PROBLEM STATEMENT — Tally the lines of the records that contain the string "Would", then give the total and nothing more.

Saved entries:
+--
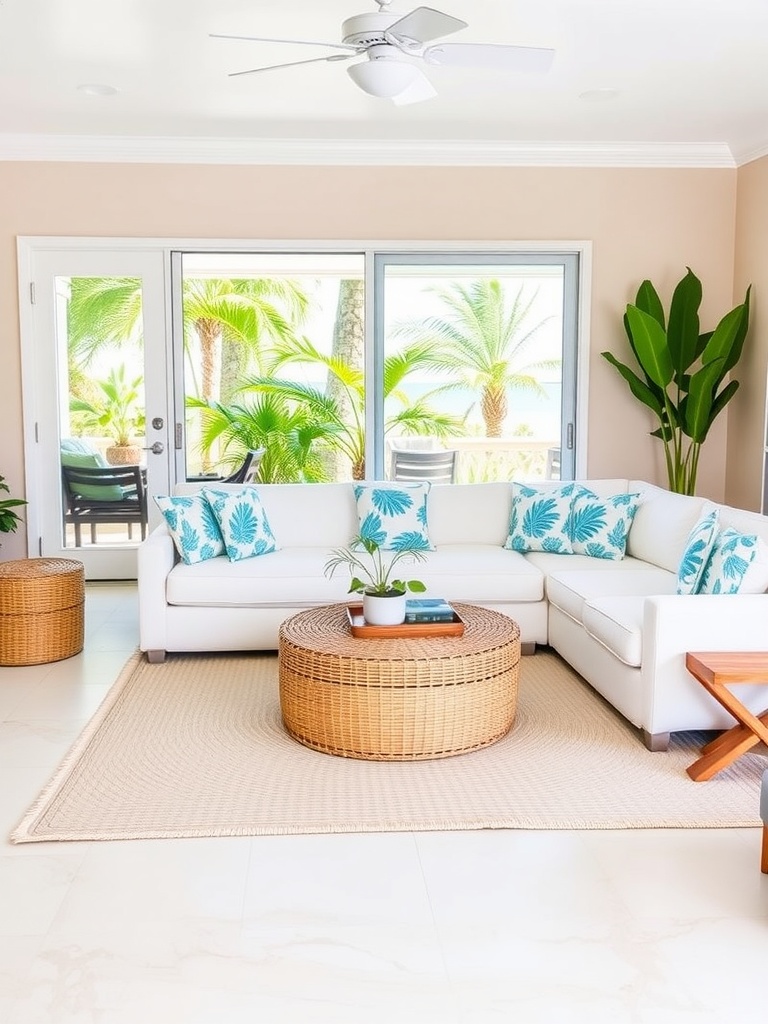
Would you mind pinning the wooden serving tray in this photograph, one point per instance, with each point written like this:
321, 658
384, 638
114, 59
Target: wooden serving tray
359, 628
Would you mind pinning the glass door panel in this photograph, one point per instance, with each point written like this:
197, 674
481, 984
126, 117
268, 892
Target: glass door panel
476, 356
99, 318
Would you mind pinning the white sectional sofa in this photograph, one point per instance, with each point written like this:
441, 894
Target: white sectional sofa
620, 624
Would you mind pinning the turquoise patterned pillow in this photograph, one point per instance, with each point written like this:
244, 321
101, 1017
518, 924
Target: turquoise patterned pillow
540, 519
243, 522
394, 514
698, 547
193, 526
599, 525
729, 569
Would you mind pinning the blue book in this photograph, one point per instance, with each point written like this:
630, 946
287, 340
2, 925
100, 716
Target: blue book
428, 609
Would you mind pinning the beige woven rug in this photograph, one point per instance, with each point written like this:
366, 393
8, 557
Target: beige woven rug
196, 747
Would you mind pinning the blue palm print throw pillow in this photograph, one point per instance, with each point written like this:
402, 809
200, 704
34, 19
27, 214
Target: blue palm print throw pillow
193, 526
598, 526
243, 522
540, 518
394, 514
698, 547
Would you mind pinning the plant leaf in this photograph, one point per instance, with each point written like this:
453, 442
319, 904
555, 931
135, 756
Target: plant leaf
650, 345
682, 332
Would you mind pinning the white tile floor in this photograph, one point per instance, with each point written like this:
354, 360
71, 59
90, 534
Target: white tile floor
657, 927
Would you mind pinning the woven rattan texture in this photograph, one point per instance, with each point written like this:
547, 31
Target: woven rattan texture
41, 610
401, 699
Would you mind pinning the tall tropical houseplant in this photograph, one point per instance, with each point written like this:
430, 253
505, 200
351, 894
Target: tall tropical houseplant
682, 371
9, 518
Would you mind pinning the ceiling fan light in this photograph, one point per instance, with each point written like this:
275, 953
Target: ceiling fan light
+--
TASK RESPONSE — 12